• _About this task_
Copy the records. Keep every line exactly as it is.

• _Extracted data_
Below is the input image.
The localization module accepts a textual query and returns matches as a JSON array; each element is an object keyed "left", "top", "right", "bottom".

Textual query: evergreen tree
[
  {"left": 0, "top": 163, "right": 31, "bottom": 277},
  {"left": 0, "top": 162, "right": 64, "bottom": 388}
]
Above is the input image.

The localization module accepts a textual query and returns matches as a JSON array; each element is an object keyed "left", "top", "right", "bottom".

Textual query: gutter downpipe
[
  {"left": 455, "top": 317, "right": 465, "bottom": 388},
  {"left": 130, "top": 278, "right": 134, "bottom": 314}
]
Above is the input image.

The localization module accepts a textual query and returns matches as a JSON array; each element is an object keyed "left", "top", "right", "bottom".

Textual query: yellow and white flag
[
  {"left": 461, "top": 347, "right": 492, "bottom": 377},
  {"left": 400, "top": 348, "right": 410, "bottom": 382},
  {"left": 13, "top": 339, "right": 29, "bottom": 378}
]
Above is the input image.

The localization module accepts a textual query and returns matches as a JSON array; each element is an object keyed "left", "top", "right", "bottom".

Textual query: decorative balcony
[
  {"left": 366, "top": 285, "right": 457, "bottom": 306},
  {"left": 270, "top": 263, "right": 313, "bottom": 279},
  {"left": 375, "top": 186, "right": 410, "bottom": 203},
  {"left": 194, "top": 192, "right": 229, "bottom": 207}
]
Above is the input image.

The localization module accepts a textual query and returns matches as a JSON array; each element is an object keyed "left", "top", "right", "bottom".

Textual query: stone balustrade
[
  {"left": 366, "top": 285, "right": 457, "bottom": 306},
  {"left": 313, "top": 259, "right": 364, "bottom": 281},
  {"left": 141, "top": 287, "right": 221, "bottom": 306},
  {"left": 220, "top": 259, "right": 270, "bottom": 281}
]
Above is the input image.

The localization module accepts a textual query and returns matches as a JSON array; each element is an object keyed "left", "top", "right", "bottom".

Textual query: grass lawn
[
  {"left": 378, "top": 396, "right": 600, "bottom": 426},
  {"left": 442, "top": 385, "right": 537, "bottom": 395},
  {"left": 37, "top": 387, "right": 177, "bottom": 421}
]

• _Exercise response_
Below is the input image.
The localization module accepts a textual query and returns matches as a JSON array; each element is an object keyed "left", "top", "right", "bottom".

Textual query: evergreen tree
[
  {"left": 0, "top": 163, "right": 31, "bottom": 277},
  {"left": 0, "top": 162, "right": 64, "bottom": 388}
]
Above is the input image.

The localization module accepts a textual query and returns matches as a JSON array; each element is an object keyed "left", "top", "right", "bottom".

Textual query: gutter downpipe
[
  {"left": 455, "top": 317, "right": 465, "bottom": 388},
  {"left": 130, "top": 278, "right": 134, "bottom": 314}
]
Above is the input image.

The localization module accepts a textual query and returns matches as a JSON array; each element is an object keyed "left", "top", "right", "bottom".

Textual query: yellow and white flag
[
  {"left": 461, "top": 347, "right": 492, "bottom": 377},
  {"left": 400, "top": 348, "right": 410, "bottom": 382},
  {"left": 13, "top": 339, "right": 29, "bottom": 378}
]
Above is the input image.

The localization module accepts a textual query and returns matches as a JSON array; each element is an object keyed "left", "top", "right", "bottom".

Textual query: decorative balcony
[
  {"left": 366, "top": 285, "right": 457, "bottom": 306},
  {"left": 270, "top": 263, "right": 313, "bottom": 279},
  {"left": 375, "top": 186, "right": 410, "bottom": 203},
  {"left": 194, "top": 192, "right": 229, "bottom": 207}
]
Above is the input image.

The localization module accepts a textual query and returns matches as a JSON array; each element is an object keyed "left", "top", "right", "bottom".

Textual query: stone balustrade
[
  {"left": 366, "top": 285, "right": 457, "bottom": 306},
  {"left": 313, "top": 259, "right": 364, "bottom": 281},
  {"left": 141, "top": 287, "right": 221, "bottom": 306},
  {"left": 220, "top": 259, "right": 270, "bottom": 281}
]
Above is the input image.

The localization module accepts a textual query and returns matches as a JSON array; each element is an object keyed "left", "top", "right", "bottom".

Textual query: grass lawn
[
  {"left": 378, "top": 396, "right": 600, "bottom": 426},
  {"left": 442, "top": 385, "right": 537, "bottom": 395},
  {"left": 37, "top": 387, "right": 177, "bottom": 421}
]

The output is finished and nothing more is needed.